Tomato Beef Stir Fry

  • steamed white rice
  • 1 lb beef, thinly sliced
  • 1 can sliced bamboo shoots, drained
  • 2 tbsp peanut oil
  • 1/4 onion, minced
  • 4 tomatoes, diced
  • 1 inch of ginger, peeled, minced
  • 3 garlic cloves, minced
  • sea salt
  • 1 tsp sugar
  • 1 tbsp black bean sauce
  • 1 tbsp soy sauce
  • 1 tsp sambal oelek
  • 1 cup chicken stock
  • 1 scallion, minced
  1. Heat 1 tbsp of the oil in a wok on high and then saute the beef for 1 minute.  Set beef aside.
  2. Add the other tbsp of oil to the wok and add the onion.  Saute until golden.
  3. Add the tomato, ginger, and garlic.  Saute 2 minutes.  Season with salt and the sugar.
  4. Stir 1 minute.
  5. Add the sauces and stir 1 minute.
  6. Add the chicken stock and bring to a boil.  Boil 2 minutes.
  7. Add the beef and continue cooking 1 minute.
  8. Stir in the scallion.  Check the seasoning.   Serve on the rice.

Okonomiyaki

  • 1 cup flour
  • 1/4 tsp baking soda
  • 1 tbsp mirin
  • water
  • 3/4 cup shredded green cabbage
  • 3/4 cup bean sprouts
  • 1 scallion, minced
  • 3/4 cup very thinly sliced pork
  • sea salt and cracked pepper
  • 1/4 cup cooked ramen noodles
  • worcestershire sauce
  • peanut oil
  • 2 eggs
  • 1/4 cup soy sauce
  • 1 tbsp sriracha
  • 1 tbsp rice vinegar
  • 1 tsp sugar
  • 2 tbsp pickled ginger, minced
  1. Combine the soy sauce, sriracha, vinegar, sugar, ginger, 2 tsp worcestershire sauce, and 1/2 cup water.  Mix well.  Set aside to use later as a sauce.
  2. Combine the flour, baking soda, mirin, and 1 cup water.
  3. Heat a large skillet and saute the noodles in 1 tbsp peanut oil and sprinkle with 1 tbsp worcestershire sauce.
  4. Keep warm.  Heat a large non-stick pan over moderate heat with 1 tbsp of peanut oil.
  5. Add enough batter to cover the bottom in a thin pancake.  Lay down the pork and then cover with the cabbage and sprouts, leaving room to see the pork through the layer.
  6. Cook until the pork is no longer pink.  Sprinkle with 3 tbsp more of the batter.  Cook 1 minute longer.
  7. Slide out of the pan.  Cut in half and place on plates.  Top with the noodles.

▸ WRITTEN REQUEST 1
Answer these questions from the recipes:
(a) How much sugar goes into the tomato beef stir fry?
(b) After the chicken stock comes to a boil in the stir fry, how long does it boil?
(c) In the okonomiyaki, how much water is combined with the flour, baking soda, and mirin?

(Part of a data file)

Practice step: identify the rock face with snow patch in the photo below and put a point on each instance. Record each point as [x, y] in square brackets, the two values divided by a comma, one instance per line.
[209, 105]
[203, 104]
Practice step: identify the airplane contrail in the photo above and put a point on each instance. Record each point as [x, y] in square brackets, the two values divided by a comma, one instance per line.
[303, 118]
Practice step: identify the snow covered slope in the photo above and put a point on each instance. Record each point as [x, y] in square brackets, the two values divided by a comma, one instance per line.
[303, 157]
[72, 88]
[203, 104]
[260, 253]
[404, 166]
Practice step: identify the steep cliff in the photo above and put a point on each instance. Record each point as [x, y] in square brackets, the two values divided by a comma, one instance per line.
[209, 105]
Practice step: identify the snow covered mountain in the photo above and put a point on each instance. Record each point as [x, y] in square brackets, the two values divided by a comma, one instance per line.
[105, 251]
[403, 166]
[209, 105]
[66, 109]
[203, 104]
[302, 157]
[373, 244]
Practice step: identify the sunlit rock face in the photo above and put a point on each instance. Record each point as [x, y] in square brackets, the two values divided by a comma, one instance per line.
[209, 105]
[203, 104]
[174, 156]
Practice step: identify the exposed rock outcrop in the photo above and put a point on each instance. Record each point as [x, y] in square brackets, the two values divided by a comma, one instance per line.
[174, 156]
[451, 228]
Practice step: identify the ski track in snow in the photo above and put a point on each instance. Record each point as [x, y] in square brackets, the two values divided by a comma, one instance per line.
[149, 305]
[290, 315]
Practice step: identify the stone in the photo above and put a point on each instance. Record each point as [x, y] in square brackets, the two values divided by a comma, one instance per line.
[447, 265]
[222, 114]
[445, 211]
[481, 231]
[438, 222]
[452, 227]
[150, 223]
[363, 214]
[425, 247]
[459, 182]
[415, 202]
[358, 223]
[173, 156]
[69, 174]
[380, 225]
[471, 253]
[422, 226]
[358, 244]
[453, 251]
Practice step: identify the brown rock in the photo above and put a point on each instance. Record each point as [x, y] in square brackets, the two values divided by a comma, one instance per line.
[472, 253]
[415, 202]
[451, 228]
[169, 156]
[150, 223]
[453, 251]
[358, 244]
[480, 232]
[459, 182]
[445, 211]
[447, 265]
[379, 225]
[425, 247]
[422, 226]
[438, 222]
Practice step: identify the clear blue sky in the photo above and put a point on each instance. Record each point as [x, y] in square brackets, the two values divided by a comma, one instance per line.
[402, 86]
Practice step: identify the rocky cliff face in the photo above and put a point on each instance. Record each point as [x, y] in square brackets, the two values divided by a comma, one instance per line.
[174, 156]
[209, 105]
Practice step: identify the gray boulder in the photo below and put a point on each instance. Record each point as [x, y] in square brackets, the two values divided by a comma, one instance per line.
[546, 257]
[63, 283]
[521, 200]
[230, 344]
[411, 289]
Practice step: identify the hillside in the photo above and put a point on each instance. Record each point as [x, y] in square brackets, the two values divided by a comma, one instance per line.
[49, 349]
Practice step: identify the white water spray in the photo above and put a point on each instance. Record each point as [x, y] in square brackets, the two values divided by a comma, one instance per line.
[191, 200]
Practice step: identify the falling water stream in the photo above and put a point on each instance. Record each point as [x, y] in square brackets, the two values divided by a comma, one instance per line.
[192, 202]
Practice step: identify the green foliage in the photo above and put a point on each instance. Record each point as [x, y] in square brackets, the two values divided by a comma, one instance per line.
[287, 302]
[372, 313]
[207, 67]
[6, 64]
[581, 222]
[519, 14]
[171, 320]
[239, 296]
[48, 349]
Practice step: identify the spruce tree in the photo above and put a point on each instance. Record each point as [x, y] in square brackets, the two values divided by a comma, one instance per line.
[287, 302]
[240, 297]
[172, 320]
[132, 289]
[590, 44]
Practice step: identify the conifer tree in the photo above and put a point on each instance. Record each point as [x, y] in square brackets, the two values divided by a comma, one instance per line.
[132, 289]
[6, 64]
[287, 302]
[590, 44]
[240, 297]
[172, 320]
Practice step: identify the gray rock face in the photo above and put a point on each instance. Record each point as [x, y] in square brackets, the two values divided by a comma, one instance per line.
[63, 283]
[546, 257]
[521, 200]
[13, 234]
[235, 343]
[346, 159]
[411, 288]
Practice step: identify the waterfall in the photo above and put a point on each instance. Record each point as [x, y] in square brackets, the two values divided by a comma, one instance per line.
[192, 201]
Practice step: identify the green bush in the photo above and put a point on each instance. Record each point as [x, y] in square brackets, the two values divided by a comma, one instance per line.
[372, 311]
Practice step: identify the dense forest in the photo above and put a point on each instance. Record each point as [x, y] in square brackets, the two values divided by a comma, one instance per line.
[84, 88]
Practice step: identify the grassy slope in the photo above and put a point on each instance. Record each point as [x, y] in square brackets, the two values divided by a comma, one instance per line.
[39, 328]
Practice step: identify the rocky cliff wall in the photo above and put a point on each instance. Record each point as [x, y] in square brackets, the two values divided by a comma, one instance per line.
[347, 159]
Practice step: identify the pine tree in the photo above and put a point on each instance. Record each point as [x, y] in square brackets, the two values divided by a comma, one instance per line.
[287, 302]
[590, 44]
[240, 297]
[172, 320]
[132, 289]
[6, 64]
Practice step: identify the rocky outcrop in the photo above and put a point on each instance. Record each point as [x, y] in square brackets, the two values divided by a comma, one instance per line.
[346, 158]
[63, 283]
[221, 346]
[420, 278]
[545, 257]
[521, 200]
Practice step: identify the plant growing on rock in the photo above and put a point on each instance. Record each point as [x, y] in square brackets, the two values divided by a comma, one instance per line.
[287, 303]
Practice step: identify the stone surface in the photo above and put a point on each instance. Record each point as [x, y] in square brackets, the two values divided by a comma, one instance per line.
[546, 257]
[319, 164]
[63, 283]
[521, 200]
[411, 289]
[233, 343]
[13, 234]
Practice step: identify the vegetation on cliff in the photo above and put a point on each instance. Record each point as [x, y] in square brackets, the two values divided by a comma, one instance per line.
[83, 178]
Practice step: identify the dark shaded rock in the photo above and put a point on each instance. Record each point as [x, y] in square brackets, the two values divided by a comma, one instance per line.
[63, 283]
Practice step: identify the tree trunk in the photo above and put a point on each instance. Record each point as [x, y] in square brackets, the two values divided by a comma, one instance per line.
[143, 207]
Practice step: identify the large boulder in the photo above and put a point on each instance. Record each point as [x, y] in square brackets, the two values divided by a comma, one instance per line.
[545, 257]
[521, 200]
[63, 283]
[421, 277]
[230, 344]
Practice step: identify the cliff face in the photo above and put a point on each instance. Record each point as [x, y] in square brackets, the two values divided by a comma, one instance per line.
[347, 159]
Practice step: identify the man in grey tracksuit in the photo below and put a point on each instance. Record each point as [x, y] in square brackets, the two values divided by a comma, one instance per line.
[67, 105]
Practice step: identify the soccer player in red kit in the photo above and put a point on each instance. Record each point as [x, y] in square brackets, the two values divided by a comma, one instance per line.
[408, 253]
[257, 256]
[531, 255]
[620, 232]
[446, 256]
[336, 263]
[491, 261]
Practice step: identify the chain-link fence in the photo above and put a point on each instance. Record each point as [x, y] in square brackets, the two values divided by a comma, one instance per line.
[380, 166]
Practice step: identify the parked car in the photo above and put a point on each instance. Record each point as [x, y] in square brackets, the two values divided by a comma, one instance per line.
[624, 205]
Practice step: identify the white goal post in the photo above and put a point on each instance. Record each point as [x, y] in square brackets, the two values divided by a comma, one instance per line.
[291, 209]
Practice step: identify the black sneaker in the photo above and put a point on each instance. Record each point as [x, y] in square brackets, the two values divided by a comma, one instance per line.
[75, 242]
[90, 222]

▸ WRITTEN REQUEST 2
Please return every line of the records that contains the word "covered".

▸ TASK RESPONSE 1
(a) 1 tsp
(b) 2 minutes
(c) 1 cup

▸ TASK RESPONSE 2
Practice step: identify the snow covered slope in the photo above and put a point on each instance. Record each point as [x, y] in square brackets, the two values divided by a comma, one instance per line.
Practice step: identify the snow covered mountain in the photo above and put a point on each instance. Record each point as [x, y] in square brackets, the two values divided by a comma, one instance per line.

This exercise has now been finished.